> _What is asked_:
Summarize the hiking account below in two sentences.

> _Text passage_:
This morning I hoped so much I would have an experience enabling me to report you right from the spot: YES, I am on a ridge, I see far and I am sending you my love! This is how I set off. When the routes divided themselves, there was one up to a mild summit called Ammertenspitz and I took it. After crossing this huge plateau crowned all around by the Tschingellochtighorn, Chindbettlihorn, Wildstrubel, Rotstock and so many other peaks I had to cross literally a square mile of cows, mainly wildly living out there all summer. Well, one would expect cows to be neutral if not friendly, but these were quite organized and warned each other about the danger they thought I represented for them. There was no question of stopping nearby and taking pictures of them, they made it clear that they preferred me picking up the pace and heading higher.

Although there was a couple of hikers about 300 feet above me, they kept disappearing and re-appearing behind rock formations as the route turned, so I was in fact all alone. Right at the beginning I left behind a German party, they are now far below. As I greeted them I caught the eyes of the last one in the row: an elderly woman. I knew how she felt, I knew how the uphill route was for her… I just felt the effort she made to keep the rhythm of her companions. So many times I had experienced this, and as I grow older chances are I will know that feeling again. I sent her a thought of sympathy.

> _Given information_:
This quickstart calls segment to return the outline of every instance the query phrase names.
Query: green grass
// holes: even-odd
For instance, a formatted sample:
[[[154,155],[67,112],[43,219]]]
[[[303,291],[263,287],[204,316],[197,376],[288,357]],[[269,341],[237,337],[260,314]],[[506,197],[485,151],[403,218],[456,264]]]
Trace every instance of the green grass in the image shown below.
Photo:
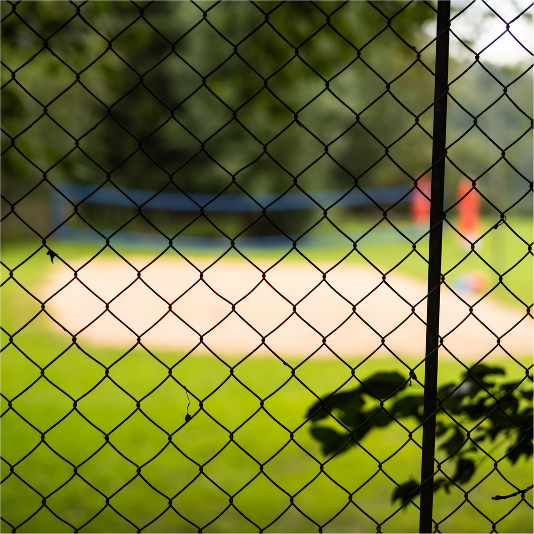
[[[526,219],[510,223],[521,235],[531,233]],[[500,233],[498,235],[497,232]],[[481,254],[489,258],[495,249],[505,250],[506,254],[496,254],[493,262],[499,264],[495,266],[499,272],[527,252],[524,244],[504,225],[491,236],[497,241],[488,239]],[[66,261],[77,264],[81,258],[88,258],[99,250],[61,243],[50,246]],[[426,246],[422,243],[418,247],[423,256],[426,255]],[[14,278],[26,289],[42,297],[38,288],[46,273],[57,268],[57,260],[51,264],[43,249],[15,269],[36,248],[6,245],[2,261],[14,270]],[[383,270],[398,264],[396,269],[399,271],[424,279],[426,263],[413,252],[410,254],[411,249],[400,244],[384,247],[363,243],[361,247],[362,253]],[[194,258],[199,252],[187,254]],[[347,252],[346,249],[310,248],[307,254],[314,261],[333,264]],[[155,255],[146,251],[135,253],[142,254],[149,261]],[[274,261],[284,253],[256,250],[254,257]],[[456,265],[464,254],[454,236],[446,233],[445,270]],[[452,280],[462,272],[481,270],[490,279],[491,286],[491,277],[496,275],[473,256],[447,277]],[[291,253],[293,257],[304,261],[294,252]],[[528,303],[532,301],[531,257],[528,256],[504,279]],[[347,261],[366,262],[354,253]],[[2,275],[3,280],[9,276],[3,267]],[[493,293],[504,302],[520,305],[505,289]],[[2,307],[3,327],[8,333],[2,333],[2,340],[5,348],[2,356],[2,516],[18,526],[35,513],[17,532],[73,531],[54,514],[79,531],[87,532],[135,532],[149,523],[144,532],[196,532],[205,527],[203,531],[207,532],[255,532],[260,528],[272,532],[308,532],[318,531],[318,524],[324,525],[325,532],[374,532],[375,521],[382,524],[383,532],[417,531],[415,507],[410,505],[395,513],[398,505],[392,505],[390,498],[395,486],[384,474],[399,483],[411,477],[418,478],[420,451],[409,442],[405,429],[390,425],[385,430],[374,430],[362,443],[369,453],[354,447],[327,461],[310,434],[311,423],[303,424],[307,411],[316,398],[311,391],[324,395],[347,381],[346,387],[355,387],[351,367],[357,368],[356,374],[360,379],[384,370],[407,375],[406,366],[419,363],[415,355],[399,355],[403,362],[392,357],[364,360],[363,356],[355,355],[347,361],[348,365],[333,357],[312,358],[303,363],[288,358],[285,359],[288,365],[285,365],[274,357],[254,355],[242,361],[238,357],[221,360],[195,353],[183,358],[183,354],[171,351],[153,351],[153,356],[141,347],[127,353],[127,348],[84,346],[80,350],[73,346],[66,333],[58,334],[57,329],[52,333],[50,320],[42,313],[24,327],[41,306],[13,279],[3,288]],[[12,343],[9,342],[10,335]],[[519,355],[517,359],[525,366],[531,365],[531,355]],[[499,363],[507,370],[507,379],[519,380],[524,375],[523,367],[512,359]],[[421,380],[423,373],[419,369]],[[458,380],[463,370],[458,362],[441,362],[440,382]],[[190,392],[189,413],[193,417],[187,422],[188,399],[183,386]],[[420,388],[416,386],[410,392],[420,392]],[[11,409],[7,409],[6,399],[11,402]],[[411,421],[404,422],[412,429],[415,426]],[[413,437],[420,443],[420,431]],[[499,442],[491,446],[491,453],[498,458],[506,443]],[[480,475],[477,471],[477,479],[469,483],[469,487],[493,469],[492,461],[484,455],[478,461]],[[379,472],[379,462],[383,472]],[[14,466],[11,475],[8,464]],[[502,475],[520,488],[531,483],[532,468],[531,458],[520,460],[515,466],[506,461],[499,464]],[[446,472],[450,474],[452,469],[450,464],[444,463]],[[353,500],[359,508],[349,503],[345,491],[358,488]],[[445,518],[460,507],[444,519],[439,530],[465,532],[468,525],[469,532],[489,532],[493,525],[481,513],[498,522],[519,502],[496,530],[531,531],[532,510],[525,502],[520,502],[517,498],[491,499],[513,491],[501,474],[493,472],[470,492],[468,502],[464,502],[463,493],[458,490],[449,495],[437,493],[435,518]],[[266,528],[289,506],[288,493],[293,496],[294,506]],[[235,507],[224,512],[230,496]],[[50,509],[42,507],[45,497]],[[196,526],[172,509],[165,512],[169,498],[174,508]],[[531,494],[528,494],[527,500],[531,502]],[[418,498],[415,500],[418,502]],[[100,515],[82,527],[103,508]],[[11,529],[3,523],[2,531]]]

==

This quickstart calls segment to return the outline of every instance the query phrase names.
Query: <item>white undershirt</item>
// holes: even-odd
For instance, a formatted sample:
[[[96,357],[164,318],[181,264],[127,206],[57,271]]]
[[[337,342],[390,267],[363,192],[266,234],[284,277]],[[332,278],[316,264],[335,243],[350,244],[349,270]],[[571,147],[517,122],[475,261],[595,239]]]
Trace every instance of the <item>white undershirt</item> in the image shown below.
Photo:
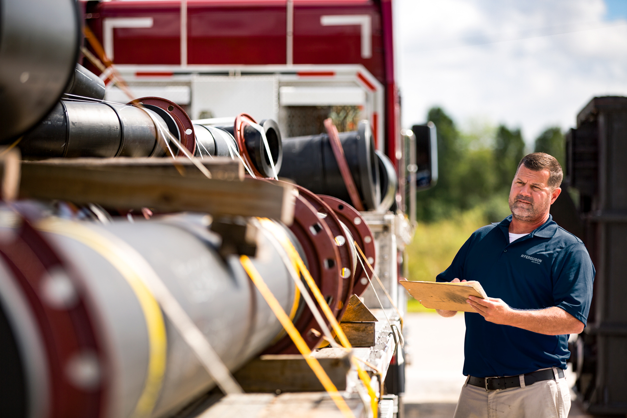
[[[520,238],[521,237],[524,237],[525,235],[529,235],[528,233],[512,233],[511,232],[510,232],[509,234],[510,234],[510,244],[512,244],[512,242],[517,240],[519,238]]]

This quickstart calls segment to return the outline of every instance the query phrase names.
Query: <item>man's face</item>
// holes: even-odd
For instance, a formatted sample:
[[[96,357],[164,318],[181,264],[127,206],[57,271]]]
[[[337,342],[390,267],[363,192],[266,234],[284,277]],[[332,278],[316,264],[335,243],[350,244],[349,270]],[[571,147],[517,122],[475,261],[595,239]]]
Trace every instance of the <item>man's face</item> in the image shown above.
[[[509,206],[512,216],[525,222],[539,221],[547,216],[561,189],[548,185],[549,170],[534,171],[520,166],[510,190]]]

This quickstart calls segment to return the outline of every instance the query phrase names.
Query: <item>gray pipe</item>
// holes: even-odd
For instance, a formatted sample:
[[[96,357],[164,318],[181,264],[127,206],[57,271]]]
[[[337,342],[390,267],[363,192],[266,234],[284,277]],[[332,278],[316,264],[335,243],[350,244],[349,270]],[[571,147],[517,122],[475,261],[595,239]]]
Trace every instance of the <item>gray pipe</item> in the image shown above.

--

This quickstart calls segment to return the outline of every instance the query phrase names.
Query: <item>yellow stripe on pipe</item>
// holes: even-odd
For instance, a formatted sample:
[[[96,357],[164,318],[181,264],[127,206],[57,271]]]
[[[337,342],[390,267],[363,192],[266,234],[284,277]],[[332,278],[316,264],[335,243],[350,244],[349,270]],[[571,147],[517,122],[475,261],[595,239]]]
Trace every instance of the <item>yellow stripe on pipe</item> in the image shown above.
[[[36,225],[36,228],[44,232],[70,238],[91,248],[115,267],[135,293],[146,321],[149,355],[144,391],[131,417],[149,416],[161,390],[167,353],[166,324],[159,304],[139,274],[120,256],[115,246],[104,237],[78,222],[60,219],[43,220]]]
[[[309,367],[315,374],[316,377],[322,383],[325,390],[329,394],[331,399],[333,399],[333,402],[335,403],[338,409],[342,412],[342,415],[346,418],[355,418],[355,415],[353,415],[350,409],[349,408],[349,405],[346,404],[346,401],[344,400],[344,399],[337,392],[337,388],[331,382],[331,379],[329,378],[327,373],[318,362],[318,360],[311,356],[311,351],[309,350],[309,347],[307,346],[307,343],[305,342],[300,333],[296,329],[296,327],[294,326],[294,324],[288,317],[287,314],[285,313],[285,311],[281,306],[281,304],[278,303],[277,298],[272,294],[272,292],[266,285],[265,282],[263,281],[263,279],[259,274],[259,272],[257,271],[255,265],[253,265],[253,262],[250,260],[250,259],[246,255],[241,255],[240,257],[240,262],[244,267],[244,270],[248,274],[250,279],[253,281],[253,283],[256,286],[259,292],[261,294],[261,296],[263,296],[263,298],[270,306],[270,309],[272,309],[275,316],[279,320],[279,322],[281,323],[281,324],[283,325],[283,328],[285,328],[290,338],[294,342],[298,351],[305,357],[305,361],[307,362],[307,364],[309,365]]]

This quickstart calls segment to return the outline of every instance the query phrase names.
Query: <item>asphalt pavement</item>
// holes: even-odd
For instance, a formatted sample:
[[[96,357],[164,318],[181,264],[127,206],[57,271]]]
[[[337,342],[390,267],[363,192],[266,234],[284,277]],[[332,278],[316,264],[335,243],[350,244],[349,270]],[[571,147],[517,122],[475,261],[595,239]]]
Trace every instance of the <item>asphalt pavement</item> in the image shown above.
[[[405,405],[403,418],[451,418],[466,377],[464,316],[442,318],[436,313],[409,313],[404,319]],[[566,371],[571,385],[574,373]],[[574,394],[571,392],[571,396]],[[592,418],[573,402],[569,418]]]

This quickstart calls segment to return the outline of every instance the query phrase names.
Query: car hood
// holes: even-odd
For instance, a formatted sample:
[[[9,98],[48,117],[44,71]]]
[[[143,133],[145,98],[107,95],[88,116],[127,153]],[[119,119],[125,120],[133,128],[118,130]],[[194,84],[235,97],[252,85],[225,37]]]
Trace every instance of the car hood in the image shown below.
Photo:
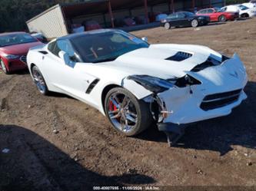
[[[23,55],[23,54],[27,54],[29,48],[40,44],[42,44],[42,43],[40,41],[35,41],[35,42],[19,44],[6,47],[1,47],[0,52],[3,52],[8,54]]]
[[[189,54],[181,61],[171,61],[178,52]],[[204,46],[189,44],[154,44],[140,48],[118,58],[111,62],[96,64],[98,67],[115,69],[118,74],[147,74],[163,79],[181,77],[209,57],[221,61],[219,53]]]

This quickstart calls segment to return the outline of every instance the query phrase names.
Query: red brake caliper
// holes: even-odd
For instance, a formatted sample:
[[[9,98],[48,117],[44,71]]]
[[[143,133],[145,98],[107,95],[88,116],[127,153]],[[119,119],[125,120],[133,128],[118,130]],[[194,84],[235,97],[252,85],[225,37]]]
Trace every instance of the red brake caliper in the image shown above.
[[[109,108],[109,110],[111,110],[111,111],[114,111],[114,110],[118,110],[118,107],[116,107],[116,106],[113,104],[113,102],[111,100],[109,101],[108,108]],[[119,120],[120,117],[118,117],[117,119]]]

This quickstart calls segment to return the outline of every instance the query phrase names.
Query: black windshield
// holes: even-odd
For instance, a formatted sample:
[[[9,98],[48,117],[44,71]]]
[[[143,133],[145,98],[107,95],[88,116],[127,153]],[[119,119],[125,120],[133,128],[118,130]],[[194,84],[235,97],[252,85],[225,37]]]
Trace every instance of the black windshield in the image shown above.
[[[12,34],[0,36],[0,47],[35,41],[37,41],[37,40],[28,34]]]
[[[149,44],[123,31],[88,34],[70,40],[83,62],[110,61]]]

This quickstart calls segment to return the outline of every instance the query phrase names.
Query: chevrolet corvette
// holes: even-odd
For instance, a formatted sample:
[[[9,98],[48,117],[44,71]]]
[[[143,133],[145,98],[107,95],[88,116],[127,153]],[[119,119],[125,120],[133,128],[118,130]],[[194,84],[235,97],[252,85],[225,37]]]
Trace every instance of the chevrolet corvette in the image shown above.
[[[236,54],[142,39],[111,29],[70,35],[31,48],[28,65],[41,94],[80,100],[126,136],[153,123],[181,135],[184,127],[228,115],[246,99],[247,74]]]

> _Exercise output_:
On a route toward a mild summit called Ammertenspitz, the writer crossed a huge plateau full of wild-living cows that warned each other about the writer and made clear they wanted the writer to keep moving. Mostly alone on the climb, the writer recalls passing a German party and sending a thought of sympathy to the elderly woman at the back, who was working hard to keep up with her companions.